The output should consist solely of the line containing "Would you mind marking the pathway" and the lines that follow it through the end of the data below.
— Begin Records for this task —
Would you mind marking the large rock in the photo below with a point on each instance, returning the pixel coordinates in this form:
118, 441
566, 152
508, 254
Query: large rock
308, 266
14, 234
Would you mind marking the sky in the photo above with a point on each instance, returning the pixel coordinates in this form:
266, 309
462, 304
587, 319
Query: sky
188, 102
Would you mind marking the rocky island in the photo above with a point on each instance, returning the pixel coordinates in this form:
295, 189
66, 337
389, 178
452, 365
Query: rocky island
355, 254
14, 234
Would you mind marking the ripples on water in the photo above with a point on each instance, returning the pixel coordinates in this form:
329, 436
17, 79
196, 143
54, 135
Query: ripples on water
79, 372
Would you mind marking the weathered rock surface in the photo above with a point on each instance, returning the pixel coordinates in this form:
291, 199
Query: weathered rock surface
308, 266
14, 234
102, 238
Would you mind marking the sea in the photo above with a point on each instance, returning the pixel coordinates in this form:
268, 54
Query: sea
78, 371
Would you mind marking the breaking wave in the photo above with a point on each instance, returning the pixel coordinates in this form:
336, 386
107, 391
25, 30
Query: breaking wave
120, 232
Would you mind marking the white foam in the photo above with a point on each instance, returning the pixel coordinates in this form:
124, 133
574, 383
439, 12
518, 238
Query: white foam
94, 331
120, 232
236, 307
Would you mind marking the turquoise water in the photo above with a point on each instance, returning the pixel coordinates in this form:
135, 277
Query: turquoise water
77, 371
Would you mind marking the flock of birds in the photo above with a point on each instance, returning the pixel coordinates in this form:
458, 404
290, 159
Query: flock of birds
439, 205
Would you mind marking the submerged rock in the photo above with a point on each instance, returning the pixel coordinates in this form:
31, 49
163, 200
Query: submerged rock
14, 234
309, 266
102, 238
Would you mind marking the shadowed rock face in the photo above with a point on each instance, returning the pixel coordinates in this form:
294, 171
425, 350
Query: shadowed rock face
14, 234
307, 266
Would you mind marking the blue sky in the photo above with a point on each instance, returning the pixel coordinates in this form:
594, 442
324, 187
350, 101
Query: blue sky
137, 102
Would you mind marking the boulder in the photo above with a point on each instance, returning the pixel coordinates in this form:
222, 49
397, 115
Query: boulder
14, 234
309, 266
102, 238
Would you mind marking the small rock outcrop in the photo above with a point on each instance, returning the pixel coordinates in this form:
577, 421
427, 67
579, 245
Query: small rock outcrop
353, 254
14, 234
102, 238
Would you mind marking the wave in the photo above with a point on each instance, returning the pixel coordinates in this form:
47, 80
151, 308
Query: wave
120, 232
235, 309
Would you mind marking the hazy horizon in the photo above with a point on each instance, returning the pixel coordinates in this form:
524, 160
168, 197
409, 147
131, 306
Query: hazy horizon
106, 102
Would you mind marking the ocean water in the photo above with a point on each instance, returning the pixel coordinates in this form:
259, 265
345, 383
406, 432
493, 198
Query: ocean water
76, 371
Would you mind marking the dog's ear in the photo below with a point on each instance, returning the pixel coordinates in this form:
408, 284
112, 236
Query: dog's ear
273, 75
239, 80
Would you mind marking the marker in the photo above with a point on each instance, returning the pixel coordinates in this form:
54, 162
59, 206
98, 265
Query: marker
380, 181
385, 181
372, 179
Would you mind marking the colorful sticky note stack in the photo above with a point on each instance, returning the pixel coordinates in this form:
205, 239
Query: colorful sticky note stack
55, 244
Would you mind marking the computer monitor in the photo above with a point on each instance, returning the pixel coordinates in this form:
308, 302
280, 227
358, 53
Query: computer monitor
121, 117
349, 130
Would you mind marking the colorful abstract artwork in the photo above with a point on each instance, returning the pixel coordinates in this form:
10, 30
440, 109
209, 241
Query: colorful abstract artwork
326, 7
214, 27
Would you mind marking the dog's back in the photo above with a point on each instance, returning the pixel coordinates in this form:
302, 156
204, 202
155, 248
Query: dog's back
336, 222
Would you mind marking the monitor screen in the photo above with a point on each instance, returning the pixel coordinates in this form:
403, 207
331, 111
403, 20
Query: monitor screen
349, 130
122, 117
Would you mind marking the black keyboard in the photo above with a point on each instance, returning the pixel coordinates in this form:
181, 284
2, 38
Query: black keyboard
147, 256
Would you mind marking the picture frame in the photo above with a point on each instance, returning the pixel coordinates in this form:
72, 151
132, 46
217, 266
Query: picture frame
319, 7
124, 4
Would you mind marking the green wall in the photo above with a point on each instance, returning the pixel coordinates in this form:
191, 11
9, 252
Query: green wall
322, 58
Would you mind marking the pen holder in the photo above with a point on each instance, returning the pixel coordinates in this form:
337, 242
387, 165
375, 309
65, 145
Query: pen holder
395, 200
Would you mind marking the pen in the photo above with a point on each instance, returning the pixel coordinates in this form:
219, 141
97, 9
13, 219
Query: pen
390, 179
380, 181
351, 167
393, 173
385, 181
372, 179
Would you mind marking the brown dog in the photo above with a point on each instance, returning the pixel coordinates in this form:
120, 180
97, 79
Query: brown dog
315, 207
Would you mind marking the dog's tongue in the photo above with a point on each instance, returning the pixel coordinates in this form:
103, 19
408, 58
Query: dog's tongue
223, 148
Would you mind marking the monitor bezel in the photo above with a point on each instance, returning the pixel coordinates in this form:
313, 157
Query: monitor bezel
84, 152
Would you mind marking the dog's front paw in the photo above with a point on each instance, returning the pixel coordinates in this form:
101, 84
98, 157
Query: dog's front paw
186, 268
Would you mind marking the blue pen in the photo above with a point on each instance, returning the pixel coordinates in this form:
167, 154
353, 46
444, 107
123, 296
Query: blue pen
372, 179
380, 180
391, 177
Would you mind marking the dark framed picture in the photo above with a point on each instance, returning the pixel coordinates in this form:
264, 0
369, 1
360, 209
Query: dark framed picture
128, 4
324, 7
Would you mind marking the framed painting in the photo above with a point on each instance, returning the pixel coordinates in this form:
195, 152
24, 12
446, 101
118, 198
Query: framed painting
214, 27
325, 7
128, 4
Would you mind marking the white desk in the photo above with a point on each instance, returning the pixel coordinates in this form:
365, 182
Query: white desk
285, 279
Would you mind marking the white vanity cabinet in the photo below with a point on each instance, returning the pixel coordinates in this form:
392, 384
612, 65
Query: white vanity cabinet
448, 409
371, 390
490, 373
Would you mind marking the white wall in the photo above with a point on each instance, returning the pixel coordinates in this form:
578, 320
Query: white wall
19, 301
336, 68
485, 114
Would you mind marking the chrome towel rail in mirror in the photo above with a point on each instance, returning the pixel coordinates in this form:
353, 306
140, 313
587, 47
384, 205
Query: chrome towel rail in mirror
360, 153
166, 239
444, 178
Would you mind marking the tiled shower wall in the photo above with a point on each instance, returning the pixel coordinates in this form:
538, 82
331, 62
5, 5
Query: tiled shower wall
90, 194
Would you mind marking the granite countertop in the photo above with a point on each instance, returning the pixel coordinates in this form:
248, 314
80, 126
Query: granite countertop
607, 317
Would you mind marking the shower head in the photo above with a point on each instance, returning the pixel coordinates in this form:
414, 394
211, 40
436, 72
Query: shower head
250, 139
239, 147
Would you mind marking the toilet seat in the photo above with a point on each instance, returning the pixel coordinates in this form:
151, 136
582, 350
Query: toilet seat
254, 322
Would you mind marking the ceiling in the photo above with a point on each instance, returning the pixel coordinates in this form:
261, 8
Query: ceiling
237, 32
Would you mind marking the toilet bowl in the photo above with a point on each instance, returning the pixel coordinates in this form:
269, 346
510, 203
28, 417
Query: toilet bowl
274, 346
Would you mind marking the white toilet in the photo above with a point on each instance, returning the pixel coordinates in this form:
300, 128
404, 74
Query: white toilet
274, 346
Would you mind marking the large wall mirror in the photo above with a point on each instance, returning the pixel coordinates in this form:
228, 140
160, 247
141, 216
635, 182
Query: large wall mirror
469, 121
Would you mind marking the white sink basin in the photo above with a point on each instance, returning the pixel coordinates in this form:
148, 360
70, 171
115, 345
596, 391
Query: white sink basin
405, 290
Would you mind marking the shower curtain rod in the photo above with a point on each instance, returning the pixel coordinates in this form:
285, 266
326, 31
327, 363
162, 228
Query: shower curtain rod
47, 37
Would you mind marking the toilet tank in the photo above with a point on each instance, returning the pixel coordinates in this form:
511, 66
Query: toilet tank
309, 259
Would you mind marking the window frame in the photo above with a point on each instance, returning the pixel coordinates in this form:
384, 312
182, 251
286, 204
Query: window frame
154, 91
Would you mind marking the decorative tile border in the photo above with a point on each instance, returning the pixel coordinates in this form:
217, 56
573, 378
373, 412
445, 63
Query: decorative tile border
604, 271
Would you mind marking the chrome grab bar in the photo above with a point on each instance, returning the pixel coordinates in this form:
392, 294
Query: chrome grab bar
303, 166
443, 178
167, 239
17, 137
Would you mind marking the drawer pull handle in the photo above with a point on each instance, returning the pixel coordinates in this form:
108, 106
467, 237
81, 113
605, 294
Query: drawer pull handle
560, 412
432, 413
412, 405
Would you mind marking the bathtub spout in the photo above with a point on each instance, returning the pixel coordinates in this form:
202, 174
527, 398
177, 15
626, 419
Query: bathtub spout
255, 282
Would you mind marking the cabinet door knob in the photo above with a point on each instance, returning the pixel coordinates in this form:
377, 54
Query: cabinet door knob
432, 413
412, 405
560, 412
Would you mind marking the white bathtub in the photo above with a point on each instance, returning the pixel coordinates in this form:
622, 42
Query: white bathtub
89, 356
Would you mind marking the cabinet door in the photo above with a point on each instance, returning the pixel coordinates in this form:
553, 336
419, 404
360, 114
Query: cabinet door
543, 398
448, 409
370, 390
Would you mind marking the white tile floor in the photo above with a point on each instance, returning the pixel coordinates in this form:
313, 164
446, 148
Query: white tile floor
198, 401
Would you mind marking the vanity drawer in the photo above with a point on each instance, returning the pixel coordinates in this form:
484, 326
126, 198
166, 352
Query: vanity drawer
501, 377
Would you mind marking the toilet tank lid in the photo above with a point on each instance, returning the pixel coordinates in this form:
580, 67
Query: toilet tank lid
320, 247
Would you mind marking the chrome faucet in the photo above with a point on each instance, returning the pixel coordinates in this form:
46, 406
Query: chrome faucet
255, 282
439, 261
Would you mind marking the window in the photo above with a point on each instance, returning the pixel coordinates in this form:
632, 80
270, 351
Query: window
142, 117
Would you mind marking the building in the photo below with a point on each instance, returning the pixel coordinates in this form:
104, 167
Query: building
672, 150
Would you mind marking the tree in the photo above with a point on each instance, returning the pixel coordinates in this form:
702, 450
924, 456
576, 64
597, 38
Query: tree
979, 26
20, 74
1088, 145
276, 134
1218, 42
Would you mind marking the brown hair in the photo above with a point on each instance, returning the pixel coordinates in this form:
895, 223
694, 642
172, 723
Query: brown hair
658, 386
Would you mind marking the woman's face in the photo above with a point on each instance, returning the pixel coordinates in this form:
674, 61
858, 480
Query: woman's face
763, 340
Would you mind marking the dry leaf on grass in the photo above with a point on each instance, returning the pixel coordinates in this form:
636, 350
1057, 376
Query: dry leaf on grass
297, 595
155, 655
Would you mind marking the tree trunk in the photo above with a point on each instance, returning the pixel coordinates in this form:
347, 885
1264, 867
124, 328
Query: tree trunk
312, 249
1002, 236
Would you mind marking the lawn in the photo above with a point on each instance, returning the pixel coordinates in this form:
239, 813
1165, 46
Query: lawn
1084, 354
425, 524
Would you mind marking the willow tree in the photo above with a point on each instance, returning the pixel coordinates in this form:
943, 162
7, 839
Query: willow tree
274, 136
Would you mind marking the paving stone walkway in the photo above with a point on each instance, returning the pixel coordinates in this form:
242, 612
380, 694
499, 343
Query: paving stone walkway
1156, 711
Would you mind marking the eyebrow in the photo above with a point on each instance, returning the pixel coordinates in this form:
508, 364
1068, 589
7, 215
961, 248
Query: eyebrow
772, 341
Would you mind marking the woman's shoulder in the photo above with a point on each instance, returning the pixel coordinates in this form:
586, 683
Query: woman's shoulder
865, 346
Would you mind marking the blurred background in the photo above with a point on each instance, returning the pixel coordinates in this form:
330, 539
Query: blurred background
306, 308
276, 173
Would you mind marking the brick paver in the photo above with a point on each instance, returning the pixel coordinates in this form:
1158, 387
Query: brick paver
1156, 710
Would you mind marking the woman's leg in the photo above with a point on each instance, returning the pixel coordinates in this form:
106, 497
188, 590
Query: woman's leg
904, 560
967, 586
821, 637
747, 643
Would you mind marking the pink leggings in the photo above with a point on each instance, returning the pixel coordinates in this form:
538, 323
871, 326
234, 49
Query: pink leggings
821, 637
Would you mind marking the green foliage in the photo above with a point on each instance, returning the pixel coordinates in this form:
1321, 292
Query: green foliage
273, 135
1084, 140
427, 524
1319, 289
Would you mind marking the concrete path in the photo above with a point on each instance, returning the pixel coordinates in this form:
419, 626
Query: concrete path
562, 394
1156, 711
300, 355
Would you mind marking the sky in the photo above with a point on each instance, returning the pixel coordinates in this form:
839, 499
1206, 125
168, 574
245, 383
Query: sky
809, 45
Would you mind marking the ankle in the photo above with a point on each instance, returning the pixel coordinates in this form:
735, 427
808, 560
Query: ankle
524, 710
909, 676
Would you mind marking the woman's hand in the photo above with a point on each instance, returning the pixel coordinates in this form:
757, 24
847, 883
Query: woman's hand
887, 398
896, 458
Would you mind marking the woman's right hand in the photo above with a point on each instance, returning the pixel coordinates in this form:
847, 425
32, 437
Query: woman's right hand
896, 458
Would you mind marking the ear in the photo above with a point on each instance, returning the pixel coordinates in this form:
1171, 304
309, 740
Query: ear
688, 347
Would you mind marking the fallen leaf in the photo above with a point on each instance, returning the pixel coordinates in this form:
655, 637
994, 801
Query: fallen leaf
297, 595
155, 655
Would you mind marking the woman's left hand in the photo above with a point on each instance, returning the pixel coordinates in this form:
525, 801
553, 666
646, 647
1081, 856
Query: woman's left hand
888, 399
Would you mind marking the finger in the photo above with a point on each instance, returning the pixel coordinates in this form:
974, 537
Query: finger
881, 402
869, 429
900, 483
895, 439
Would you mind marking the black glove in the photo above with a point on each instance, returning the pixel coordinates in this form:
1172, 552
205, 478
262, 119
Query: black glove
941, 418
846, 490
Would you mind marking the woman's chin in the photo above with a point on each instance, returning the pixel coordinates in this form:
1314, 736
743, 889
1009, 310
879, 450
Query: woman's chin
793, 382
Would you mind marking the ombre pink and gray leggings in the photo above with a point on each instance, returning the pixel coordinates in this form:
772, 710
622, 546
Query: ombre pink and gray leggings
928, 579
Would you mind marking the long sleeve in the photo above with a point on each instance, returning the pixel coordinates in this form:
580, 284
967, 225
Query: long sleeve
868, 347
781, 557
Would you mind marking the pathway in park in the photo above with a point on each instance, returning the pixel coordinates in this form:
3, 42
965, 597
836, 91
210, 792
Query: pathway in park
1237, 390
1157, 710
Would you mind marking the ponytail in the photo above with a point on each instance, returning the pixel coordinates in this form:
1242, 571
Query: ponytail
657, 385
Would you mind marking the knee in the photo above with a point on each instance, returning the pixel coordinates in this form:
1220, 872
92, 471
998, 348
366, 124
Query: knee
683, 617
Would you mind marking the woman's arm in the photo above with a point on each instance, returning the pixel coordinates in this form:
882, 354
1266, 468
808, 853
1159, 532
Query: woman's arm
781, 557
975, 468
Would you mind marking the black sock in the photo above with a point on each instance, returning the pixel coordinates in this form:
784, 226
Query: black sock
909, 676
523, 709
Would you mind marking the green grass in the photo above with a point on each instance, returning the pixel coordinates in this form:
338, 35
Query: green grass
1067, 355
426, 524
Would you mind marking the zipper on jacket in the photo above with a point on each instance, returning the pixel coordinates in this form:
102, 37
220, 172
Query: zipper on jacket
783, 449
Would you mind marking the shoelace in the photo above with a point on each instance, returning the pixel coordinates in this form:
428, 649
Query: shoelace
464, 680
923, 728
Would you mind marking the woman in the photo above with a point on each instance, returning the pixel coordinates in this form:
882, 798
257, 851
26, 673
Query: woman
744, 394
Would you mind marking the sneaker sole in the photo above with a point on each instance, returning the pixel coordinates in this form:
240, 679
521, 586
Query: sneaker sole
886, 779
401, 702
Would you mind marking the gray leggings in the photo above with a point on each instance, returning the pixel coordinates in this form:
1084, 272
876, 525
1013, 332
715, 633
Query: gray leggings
— End Records for this task —
• Correct response:
Would you mind marking the pathway in park in the photo above with a point on each instance, returning the pixel coordinates in this form:
3, 42
965, 597
836, 91
210, 792
Query: pathway in park
1237, 390
1157, 710
Would you mind marking the ponytail in the photo above with a point on each instance, returning the pixel coordinates in this form:
1242, 571
Query: ponytail
657, 385
Would you mind marking the knee in the photo above with a point on each instance, returning the pixel coordinates in this form:
1220, 872
92, 471
998, 348
366, 124
Query: knee
683, 617
Would you mind marking the woman's arm in the photo above with a point on each instance, returning the pixel coordinates in this form:
882, 354
1266, 468
808, 853
1159, 532
Query: woman's arm
781, 557
975, 468
Would you mind marking the black sock in the photo above with a point on each instance, returning the pixel coordinates in this form:
784, 226
Query: black sock
909, 676
523, 709
Would you mind marking the green grass in the photo above with a point on each instance, returning the pixel coordinates in this form:
338, 35
Query: green grass
1067, 355
426, 524
Would you mind marking the zipper on jacket in the photo above with a point on each instance, returning the pixel coordinates in this form:
102, 37
220, 172
Query: zipper on jacket
783, 449
Would you mind marking the shoelace in the photo above with a point on each instance, returning the pixel coordinates in this form:
428, 649
Query: shoelace
464, 680
923, 728
Would you mind marking the woman in the photo above with a point on each instance, returning the pixel coordinates in this form:
882, 798
257, 851
26, 673
Query: woman
744, 394
Would you mind marking the sneaker sole in the photo above with a point on each instance, returning the pixel coordinates in this form:
240, 679
521, 586
Query: sneaker sole
886, 779
401, 702
Would you mind marking the gray leggings in the photo above with a point on each instance, returning the pixel coordinates in this form:
1084, 272
876, 525
1013, 332
715, 633
Query: gray leggings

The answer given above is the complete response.